:: Data section

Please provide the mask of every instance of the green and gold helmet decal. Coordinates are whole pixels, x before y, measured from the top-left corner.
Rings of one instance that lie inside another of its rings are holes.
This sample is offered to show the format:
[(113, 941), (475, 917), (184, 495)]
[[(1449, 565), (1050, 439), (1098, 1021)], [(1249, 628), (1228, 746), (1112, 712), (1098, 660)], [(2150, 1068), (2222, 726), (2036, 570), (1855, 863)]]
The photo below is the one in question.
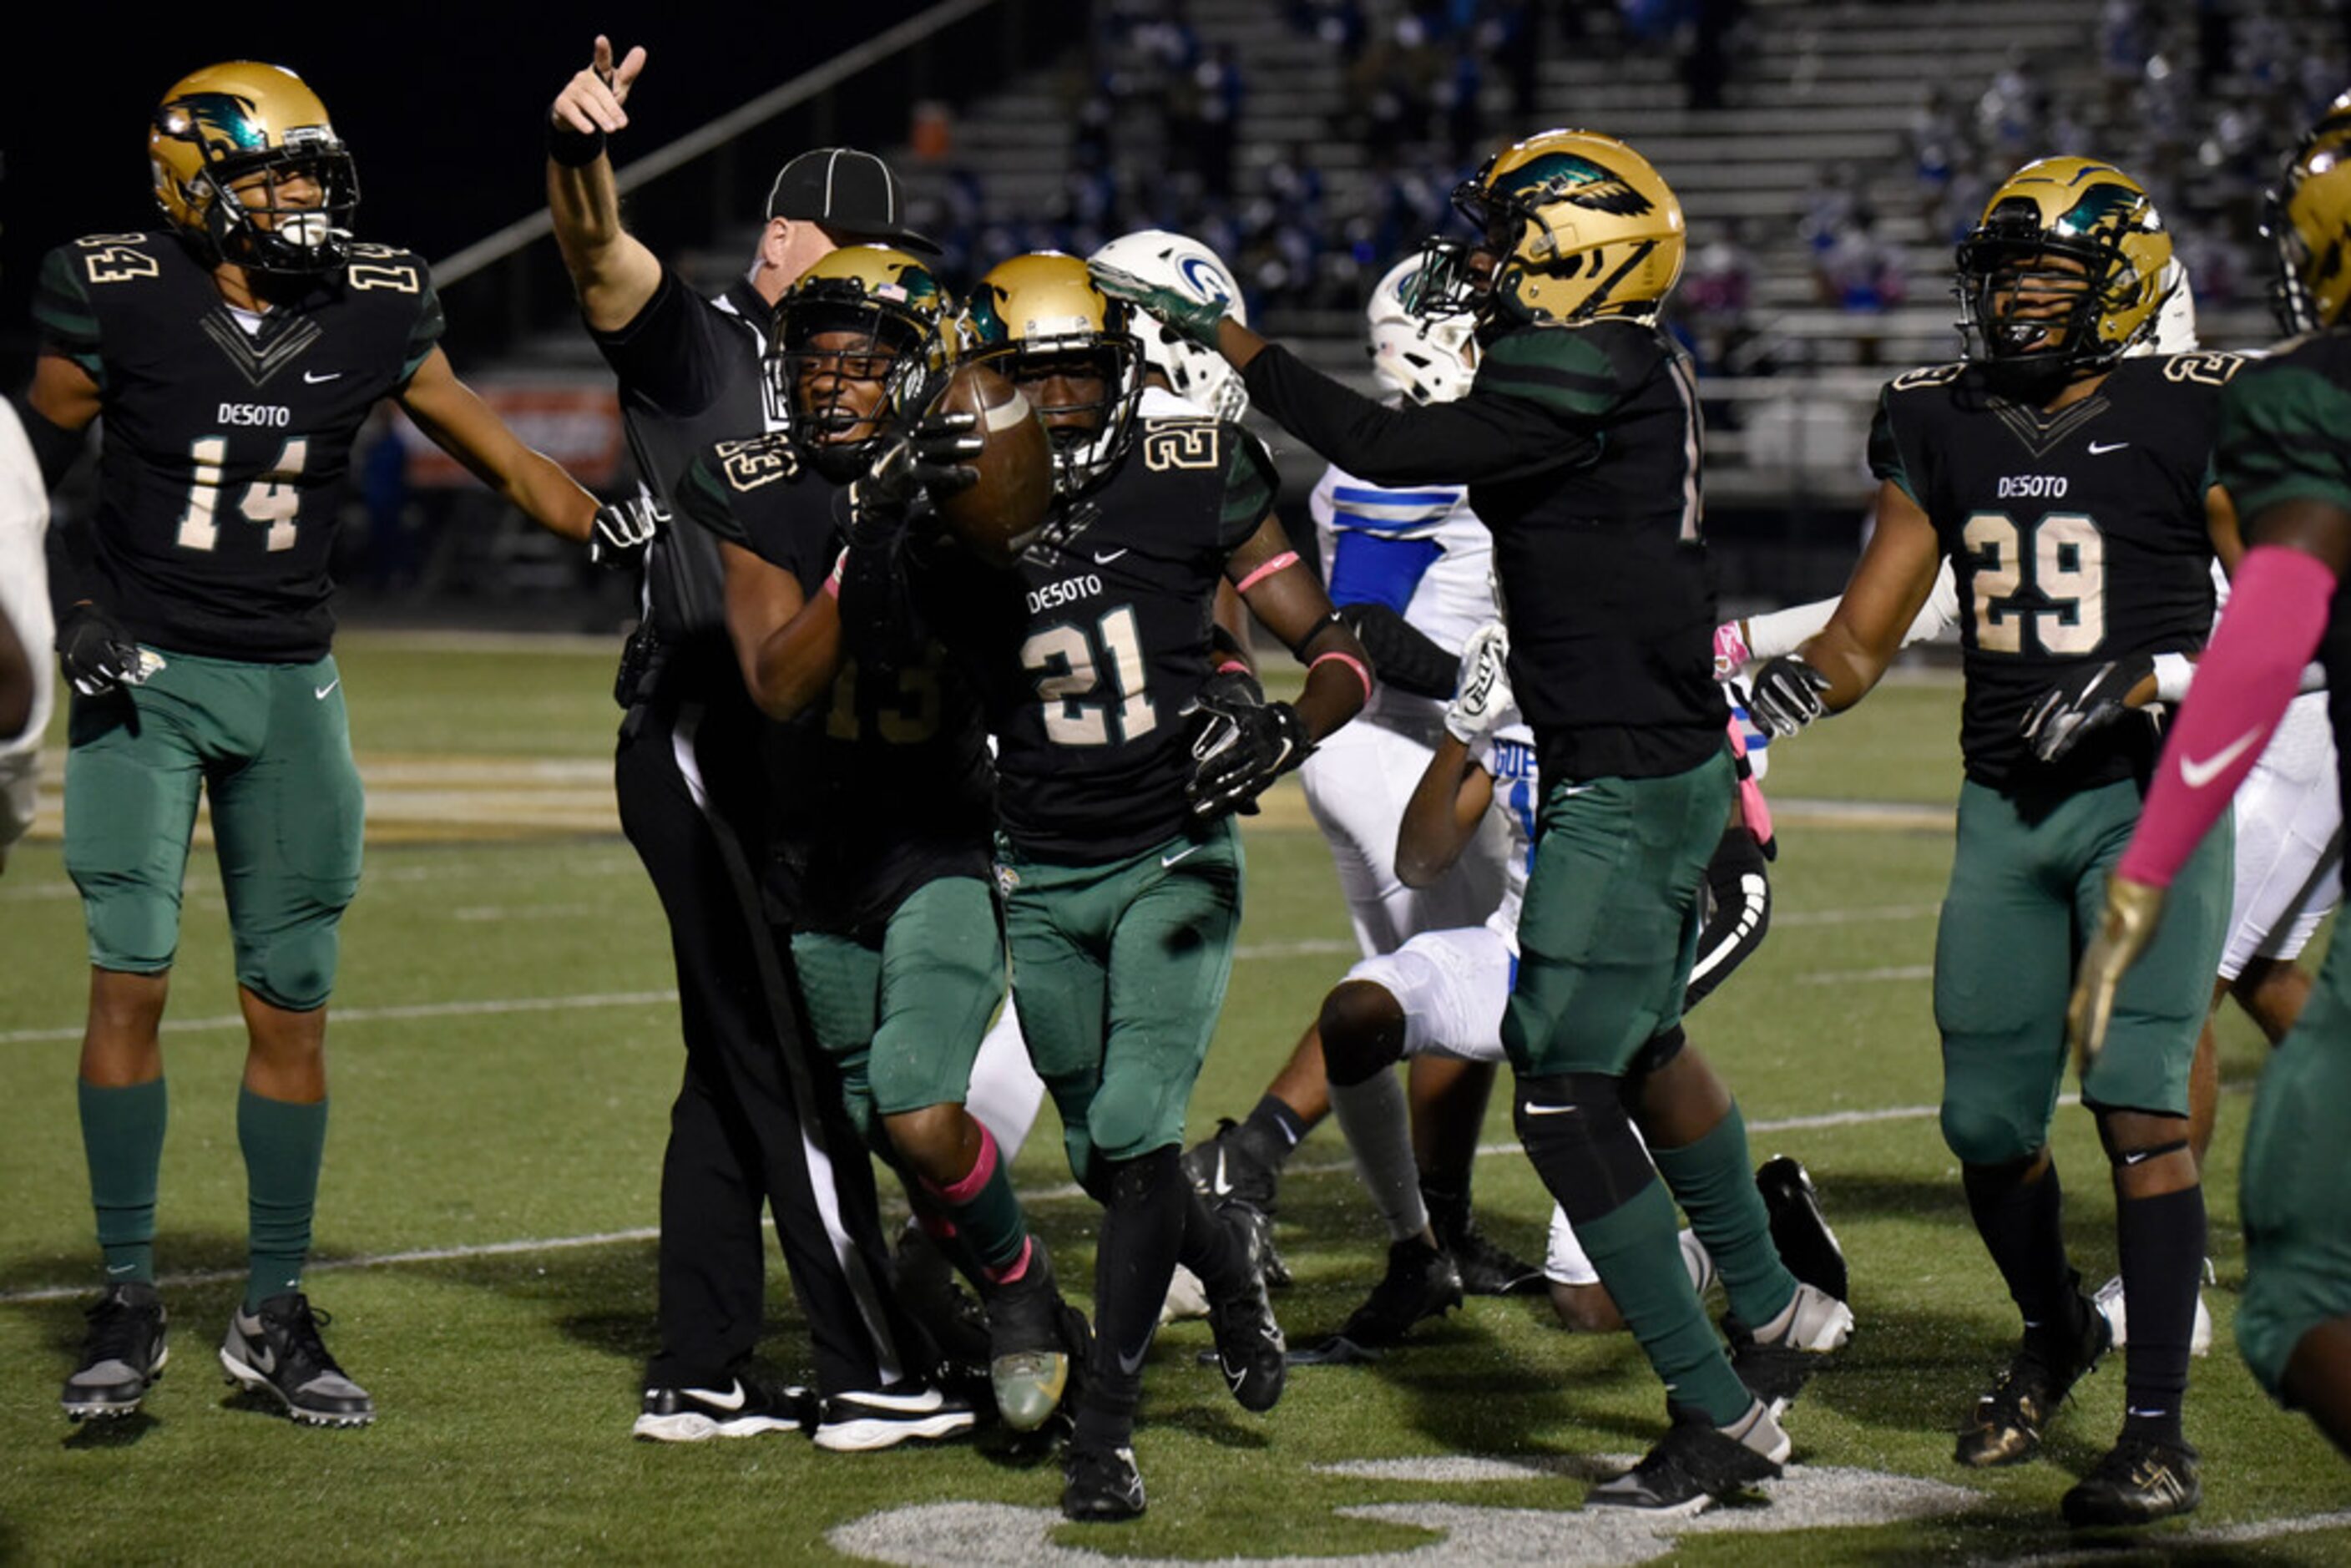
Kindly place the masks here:
[(2153, 340), (2177, 281), (2145, 186), (2111, 163), (2043, 158), (1959, 242), (1960, 329), (1971, 359), (2088, 374)]
[(156, 204), (208, 262), (315, 274), (349, 255), (359, 175), (327, 106), (281, 66), (183, 77), (147, 128)]
[(954, 357), (953, 320), (937, 275), (904, 251), (828, 251), (777, 301), (772, 407), (820, 466), (851, 476), (920, 416)]
[(1493, 257), (1489, 323), (1653, 319), (1682, 275), (1682, 204), (1613, 136), (1546, 131), (1504, 148), (1453, 193)]
[(2351, 304), (2351, 93), (2326, 106), (2286, 160), (2262, 231), (2277, 256), (2279, 323), (2288, 332), (2340, 324)]
[[(1054, 484), (1066, 497), (1108, 478), (1134, 433), (1143, 396), (1143, 353), (1126, 306), (1094, 287), (1074, 256), (1032, 251), (998, 262), (972, 286), (960, 336), (966, 355), (985, 360), (1027, 392), (1053, 437)], [(1098, 383), (1099, 395), (1057, 392), (1052, 372)]]

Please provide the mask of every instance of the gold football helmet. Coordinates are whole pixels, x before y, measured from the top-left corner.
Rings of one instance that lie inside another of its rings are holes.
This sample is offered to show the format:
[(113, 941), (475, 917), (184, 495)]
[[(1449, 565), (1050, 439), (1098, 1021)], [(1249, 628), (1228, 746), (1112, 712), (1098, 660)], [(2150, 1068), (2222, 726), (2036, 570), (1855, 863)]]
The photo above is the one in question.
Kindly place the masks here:
[(792, 434), (836, 477), (863, 471), (918, 417), (947, 366), (952, 302), (903, 250), (843, 246), (776, 303), (768, 390)]
[(1682, 204), (1613, 136), (1546, 131), (1453, 193), (1493, 259), (1485, 324), (1653, 319), (1682, 275)]
[[(213, 264), (291, 274), (342, 266), (359, 174), (327, 106), (292, 71), (231, 60), (181, 78), (148, 127), (147, 158), (163, 215)], [(241, 198), (234, 187), (256, 175)], [(286, 200), (294, 180), (314, 184), (318, 201)]]
[(1110, 477), (1134, 434), (1143, 351), (1126, 306), (1094, 287), (1084, 262), (1057, 250), (998, 262), (972, 286), (962, 337), (966, 354), (1037, 405), (1063, 497)]
[(2286, 160), (2262, 232), (2277, 250), (2278, 321), (2316, 332), (2351, 303), (2351, 92), (2326, 106)]
[(2171, 236), (2137, 180), (2088, 158), (2027, 163), (1959, 242), (1968, 357), (2103, 370), (2155, 336), (2170, 262)]

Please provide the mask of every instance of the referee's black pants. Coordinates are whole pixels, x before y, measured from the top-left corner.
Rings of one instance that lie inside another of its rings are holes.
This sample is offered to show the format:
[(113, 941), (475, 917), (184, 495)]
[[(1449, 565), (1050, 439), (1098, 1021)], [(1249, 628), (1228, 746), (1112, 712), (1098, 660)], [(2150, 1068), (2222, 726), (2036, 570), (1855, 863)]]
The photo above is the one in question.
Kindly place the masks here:
[[(822, 1053), (801, 1049), (756, 862), (764, 785), (739, 695), (632, 710), (614, 759), (621, 825), (668, 915), (685, 1081), (662, 1163), (661, 1345), (652, 1387), (724, 1388), (758, 1341), (763, 1204), (808, 1318), (819, 1391), (926, 1371), (887, 1289), (872, 1162)], [(741, 824), (738, 833), (731, 824)], [(815, 1059), (815, 1060), (811, 1060)]]

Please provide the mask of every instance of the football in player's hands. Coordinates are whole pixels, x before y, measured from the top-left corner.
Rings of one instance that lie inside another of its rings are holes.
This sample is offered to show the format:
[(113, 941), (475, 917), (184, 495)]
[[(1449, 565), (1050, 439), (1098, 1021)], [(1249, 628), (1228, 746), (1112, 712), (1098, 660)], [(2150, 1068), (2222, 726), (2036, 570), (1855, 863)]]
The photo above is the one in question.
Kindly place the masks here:
[(151, 653), (131, 641), (122, 623), (84, 600), (57, 622), (57, 673), (86, 697), (102, 696), (117, 686), (146, 684), (163, 668), (160, 653)]
[(609, 501), (596, 508), (588, 529), (588, 559), (610, 570), (633, 565), (667, 521), (661, 507), (643, 496)]
[(1019, 387), (976, 361), (956, 367), (922, 429), (947, 420), (960, 422), (960, 445), (952, 453), (937, 450), (933, 466), (952, 465), (968, 477), (931, 482), (932, 504), (965, 548), (992, 565), (1008, 566), (1052, 508), (1052, 437)]
[(1828, 711), (1822, 696), (1829, 685), (1828, 676), (1793, 653), (1782, 653), (1755, 672), (1748, 716), (1768, 735), (1793, 735)]
[(1247, 814), (1266, 786), (1306, 760), (1314, 742), (1288, 703), (1210, 706), (1207, 696), (1204, 689), (1197, 711), (1207, 719), (1193, 737), (1192, 779), (1184, 793), (1196, 817)]
[(1094, 287), (1109, 298), (1124, 301), (1144, 315), (1165, 322), (1179, 337), (1197, 343), (1210, 353), (1216, 352), (1218, 329), (1225, 319), (1223, 300), (1194, 299), (1105, 262), (1090, 261), (1086, 271), (1092, 275)]

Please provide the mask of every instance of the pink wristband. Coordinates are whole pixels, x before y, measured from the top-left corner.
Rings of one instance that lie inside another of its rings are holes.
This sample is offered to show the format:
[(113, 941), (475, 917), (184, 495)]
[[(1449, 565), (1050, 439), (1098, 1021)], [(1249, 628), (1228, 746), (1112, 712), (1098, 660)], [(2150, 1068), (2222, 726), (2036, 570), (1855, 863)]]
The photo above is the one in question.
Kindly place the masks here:
[[(1295, 559), (1296, 558), (1292, 557), (1291, 559)], [(1346, 665), (1347, 668), (1355, 672), (1355, 678), (1364, 683), (1364, 700), (1365, 702), (1371, 701), (1372, 672), (1364, 668), (1364, 662), (1355, 657), (1353, 653), (1342, 653), (1335, 650), (1328, 653), (1318, 653), (1314, 657), (1314, 664), (1306, 666), (1306, 673), (1310, 675), (1314, 673), (1315, 664), (1322, 664), (1324, 661), (1330, 659), (1336, 659), (1341, 664)]]
[(832, 558), (832, 570), (825, 573), (824, 591), (832, 595), (835, 599), (841, 597), (841, 569), (846, 567), (848, 564), (849, 552), (847, 550), (842, 550), (839, 555)]
[(1254, 675), (1257, 672), (1250, 669), (1247, 664), (1242, 664), (1238, 659), (1228, 657), (1223, 664), (1217, 666), (1217, 674), (1220, 675)]
[(2168, 887), (2261, 760), (2326, 632), (2335, 574), (2285, 545), (2245, 553), (2117, 876)]
[(1247, 593), (1250, 589), (1255, 588), (1259, 583), (1263, 582), (1267, 578), (1271, 577), (1275, 572), (1281, 570), (1284, 567), (1296, 566), (1297, 564), (1298, 552), (1294, 549), (1283, 550), (1280, 555), (1275, 556), (1271, 560), (1267, 561), (1263, 566), (1259, 567), (1255, 571), (1250, 572), (1247, 577), (1242, 578), (1238, 582), (1233, 584), (1233, 587), (1242, 593)]

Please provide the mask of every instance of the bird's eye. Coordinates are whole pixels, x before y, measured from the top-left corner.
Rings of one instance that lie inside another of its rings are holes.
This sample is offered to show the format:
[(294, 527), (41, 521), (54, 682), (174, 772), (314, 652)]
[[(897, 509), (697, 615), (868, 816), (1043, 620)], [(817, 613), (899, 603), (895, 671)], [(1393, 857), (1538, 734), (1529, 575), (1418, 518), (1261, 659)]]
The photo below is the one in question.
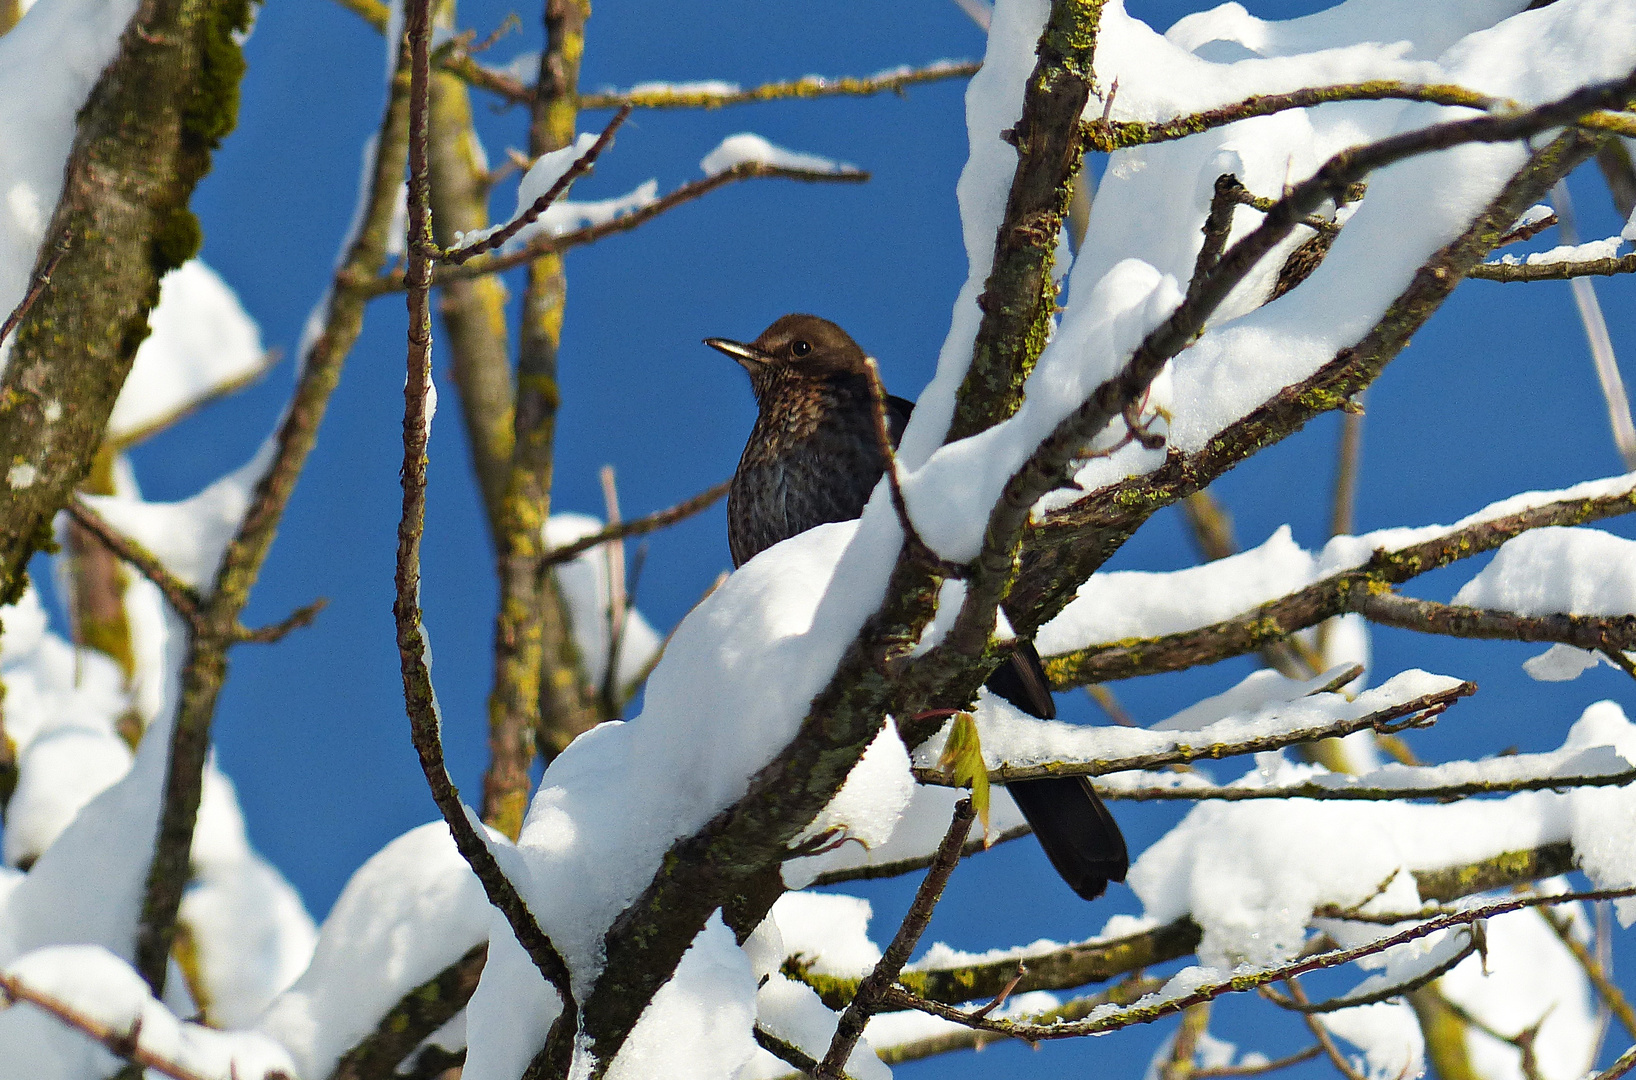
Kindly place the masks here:
[(790, 352), (796, 357), (806, 356), (812, 352), (812, 346), (805, 341), (792, 341), (790, 342)]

::::

Task statement
For the listing above, give the number of lines that contain the string "whole" and nothing else.

Solution
6